The evaluation process would begin with LUP's initial identification of the area of land or parcel to be analyzed. This was generally done by tax map identification, if available. A boundary survey prepared by a licensed surveyor could also have been used, but this was and still is, uncommon at this stage in the process. A visual survey of the area of land or parcel being scrutinized would then be conducted by the LUP physically walking the parcel or area of land around and within its perimeter. This walk would allow the LUP to develop some subjective understanding of the physical characteristics of the parcel or area of land. If available, a United States Geographic Survey (hereinafter “USGS”) topographic map could be used to assist the LUP in understanding the characteristics of the land during this activity.
Based on the LUP's experience, physical condition, memory, note taking capability, cartographic sketching skills, orienteering/land navigation skills, range estimation skills and other similar variables, upon completion of such the walk, the LUP would then make an estimate of how much of the land was actually subject to land use constraints. It would be this walk-through estimate that the LUP would then use to make a decision as to potential use/preservation of, and/or acquisition of the parcel or area of land.
Such decision was made at a great risk and burden to the LUP because the LUP's decision depended on the subjective opinion of the individual performing the walk through. If the individual conducting the walk-through was wrong in his or her opinion of how much land was subject to land use constraints, the LUP could potentially incur significant liability, along with time and economic loss.
Once the LUP made the decision, on the basis of the information gleaned during the walk through of the land parcel, to go forward with a specific decision regarding potential use/preservation of, and/or acquisition of the land, the LUP had, and still has, to formally submit detailed land use plans for approval by any oversight agency. These plans typically present the parcel or area of land at a uniform scale and depict the parcel or area of land characteristics. Additionally, in order to meet local, regional, state and federal environmental regulations, they include a detailed depiction of all land use constraints.
In order to formally submit detailed land use plans for approval by any oversight agency at the scale and contour interval required, generally the LUP had the land area or parcel mapped by either a licensed surveyor or an aerial mapping company. The surveyor surveyed the land area or parcel, or the aerial photographer flew over the parcel or area of land of interest (hereinafter “the area”) and took as many detailed aerial photographs of the area, as required, to create the map required. Both of these processes were and still are expensive and time consuming, particularly if they involved large tracts of land. The surveyor or the aerial mapping company then created the topographic map at the scale and contour interval required.
The completed area maps were then returned back over to the LUP for further analysis and identification of the area's land use constraints. The LUP, in turn, referred the completed area map to as many specialists as necessary, for the purpose of exhausting the potential sensitive receptors and constraints. Once all were identified and depicted on the area map, an accurate understanding of the potential uses of the parcel or area of land in question, was now possible.
Inevitably, a comparison of the walk-through results and report, to the specialized area plan prepared by the cartographer or map maker augmented by the various specialists, would clearly show that the specialized, focused area plan was more accurate, in that it better depicted the actual conditions prevailing on the parcel or area of land, and the areas that allowed for informed decisions regarding certain uses or protections. It was not uncommon for the more accurate specialized area plan to indicate that the actual constraints on the parcel or area of land, differed substantially from the constraints identified during the walk through. Accordingly, it was also inevitable to conclude that the decisions made on the basis of the initial walk-through were flawed, if not invalid and clearly erroneous.

• _Location annotation dataset excerpts_:
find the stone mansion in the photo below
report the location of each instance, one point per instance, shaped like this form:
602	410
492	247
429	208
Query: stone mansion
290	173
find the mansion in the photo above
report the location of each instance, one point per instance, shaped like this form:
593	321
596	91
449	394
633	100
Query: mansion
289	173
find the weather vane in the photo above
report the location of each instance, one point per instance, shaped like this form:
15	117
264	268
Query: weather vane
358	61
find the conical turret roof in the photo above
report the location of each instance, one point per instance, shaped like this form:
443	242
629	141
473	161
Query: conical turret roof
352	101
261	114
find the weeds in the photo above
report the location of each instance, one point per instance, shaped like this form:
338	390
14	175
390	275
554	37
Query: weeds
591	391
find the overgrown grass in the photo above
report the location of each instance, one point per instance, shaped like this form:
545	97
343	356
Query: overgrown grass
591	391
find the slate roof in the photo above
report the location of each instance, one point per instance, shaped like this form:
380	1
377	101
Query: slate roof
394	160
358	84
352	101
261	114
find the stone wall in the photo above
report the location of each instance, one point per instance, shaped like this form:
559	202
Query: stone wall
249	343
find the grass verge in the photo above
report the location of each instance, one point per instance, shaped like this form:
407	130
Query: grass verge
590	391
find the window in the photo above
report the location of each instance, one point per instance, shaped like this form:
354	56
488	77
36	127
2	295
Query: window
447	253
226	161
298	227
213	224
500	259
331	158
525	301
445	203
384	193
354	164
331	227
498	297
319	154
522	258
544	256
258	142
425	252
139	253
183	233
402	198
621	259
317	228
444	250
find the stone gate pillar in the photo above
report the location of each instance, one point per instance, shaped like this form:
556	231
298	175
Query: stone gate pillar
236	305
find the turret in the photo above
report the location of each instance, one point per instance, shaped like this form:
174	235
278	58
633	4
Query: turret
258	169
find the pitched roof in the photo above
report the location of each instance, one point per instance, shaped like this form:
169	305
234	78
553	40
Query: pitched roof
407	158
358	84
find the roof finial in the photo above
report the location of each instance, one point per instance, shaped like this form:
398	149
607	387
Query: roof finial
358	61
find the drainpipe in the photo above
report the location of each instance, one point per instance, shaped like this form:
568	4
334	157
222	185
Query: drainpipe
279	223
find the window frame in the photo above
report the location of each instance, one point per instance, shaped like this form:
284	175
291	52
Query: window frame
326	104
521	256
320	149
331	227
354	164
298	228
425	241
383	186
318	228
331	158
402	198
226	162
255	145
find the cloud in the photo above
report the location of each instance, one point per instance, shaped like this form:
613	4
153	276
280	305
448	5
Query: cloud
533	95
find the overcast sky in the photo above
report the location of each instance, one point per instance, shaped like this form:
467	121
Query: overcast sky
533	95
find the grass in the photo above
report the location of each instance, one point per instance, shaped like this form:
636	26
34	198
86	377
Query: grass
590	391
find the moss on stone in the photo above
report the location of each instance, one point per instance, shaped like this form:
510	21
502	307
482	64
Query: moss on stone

• _PROBLEMS TO WORK ON_:
A - Return verbatim the portion of the land use passage that opens with the words containing "Inevitably, a comparison" and closes with "and clearly erroneous.".
B - Increase every answer coordinate by 9 in the rows from the line containing "find the stone gate pillar in the photo above" through the last of the rows, both ends included. Give those lines in full with the requests and their sample points unchanged.

• _SOLUTIONS FOR EACH TASK_:
A -
Inevitably, a comparison of the walk-through results and report, to the specialized area plan prepared by the cartographer or map maker augmented by the various specialists, would clearly show that the specialized, focused area plan was more accurate, in that it better depicted the actual conditions prevailing on the parcel or area of land, and the areas that allowed for informed decisions regarding certain uses or protections. It was not uncommon for the more accurate specialized area plan to indicate that the actual constraints on the parcel or area of land, differed substantially from the constraints identified during the walk through. Accordingly, it was also inevitable to conclude that the decisions made on the basis of the initial walk-through were flawed, if not invalid and clearly erroneous.

B -
find the stone gate pillar in the photo above
report the location of each instance, one point per instance, shaped like this form:
556	231
298	175
Query: stone gate pillar
245	314
find the turret in the photo above
report the location of each instance, one point per instance, shaped like this form:
174	235
278	58
633	4
Query: turret
267	178
find the pitched roof in the photo above
report the location of each instance, one point per instance, shaped like this form:
169	305
234	78
553	40
Query: pitched roof
416	167
367	93
find the roof finial in the photo above
report the location of each instance, one point per instance, shaped like this form:
398	149
607	387
Query: roof finial
367	70
find the drainpipe in the photo above
report the location of each instance, one point per instance, shaped like this form:
568	4
334	157
222	185
Query: drainpipe
288	232
find the window frame in the photo above
report the location of each instance, one point per instance, shaped like this form:
284	175
291	52
Query: window frame
335	113
530	265
329	158
340	236
363	173
307	237
434	250
392	195
327	237
340	167
411	207
235	171
264	154
find the cloud in the photo above
report the location of each instance, one point per instance, shaped like this form:
613	4
153	276
280	305
448	5
Query: cloud
542	104
find the overcast sky in the photo above
report the location of each instance, one point per instance, shaped like this form:
467	121
Query: overcast sky
542	104
find the grass in the photo above
report the location of each instance, one point per instance, shaped like this form:
636	26
34	198
86	377
Query: grass
599	400
find the moss on stone in the photo above
report the location of each instance, one point per instance, shaped like this form:
510	21
502	307
482	64
Query: moss on stone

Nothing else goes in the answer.